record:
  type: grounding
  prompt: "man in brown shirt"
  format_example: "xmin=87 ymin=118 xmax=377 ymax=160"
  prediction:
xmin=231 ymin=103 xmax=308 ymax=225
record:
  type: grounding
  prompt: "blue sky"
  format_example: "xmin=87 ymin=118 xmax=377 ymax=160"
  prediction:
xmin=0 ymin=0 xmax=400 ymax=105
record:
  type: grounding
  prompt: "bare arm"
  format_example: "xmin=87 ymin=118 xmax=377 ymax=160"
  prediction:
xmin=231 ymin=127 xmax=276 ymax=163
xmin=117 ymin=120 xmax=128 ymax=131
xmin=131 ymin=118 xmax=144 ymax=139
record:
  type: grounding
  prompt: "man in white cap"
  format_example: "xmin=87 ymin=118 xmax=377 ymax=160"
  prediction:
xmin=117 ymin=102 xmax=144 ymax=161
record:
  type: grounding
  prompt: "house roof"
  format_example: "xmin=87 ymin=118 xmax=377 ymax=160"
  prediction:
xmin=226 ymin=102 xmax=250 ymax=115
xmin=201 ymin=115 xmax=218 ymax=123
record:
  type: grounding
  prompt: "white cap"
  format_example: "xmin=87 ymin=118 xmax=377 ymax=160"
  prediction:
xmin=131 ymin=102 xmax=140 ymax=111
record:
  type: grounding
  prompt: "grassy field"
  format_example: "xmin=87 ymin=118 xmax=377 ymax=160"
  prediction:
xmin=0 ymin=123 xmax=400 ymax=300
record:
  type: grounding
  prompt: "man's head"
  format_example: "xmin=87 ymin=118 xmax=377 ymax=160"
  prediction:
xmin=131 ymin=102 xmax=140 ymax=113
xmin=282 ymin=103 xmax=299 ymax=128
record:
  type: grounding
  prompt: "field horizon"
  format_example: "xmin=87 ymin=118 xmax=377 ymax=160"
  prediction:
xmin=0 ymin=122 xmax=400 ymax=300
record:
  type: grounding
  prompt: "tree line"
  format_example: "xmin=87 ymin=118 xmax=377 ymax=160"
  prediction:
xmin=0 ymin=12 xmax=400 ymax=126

::::

Written exercise = Will you quote all ten items above word for word, from the first line to the last?

Solution for this exercise =
record:
  type: grounding
  prompt: "man in brown shirt"
  format_example: "xmin=87 ymin=118 xmax=377 ymax=160"
  prediction:
xmin=231 ymin=103 xmax=308 ymax=225
record:
  type: grounding
  prompt: "blue sky"
  format_example: "xmin=87 ymin=118 xmax=377 ymax=160"
  prediction:
xmin=0 ymin=0 xmax=400 ymax=105
record:
  type: grounding
  prompt: "bare arm"
  format_example: "xmin=87 ymin=118 xmax=377 ymax=160"
  prediction:
xmin=231 ymin=127 xmax=276 ymax=163
xmin=117 ymin=120 xmax=128 ymax=131
xmin=131 ymin=118 xmax=144 ymax=139
record:
  type: grounding
  prompt: "man in white cap"
  format_example: "xmin=87 ymin=118 xmax=377 ymax=160"
  prediction:
xmin=117 ymin=102 xmax=144 ymax=161
record:
  type: grounding
  prompt: "house roof"
  format_example: "xmin=87 ymin=118 xmax=377 ymax=160"
  prediction:
xmin=226 ymin=102 xmax=250 ymax=115
xmin=201 ymin=115 xmax=218 ymax=123
record:
  type: grounding
  prompt: "white cap"
  format_example: "xmin=87 ymin=118 xmax=377 ymax=160"
  prediction:
xmin=131 ymin=102 xmax=140 ymax=111
record:
  type: grounding
  prompt: "grassy field"
  format_example: "xmin=87 ymin=118 xmax=377 ymax=160"
  prediction:
xmin=0 ymin=123 xmax=400 ymax=300
record:
  type: grounding
  prompt: "man's head"
  format_example: "xmin=87 ymin=118 xmax=377 ymax=160"
  prediction:
xmin=131 ymin=102 xmax=140 ymax=113
xmin=282 ymin=103 xmax=299 ymax=128
record:
  type: grounding
  prompt: "field horizon"
  format_example: "xmin=87 ymin=118 xmax=377 ymax=160"
  prediction:
xmin=0 ymin=122 xmax=400 ymax=300
record:
  type: grounding
  prompt: "tree line"
  format_example: "xmin=87 ymin=118 xmax=377 ymax=160"
  prediction:
xmin=0 ymin=12 xmax=400 ymax=126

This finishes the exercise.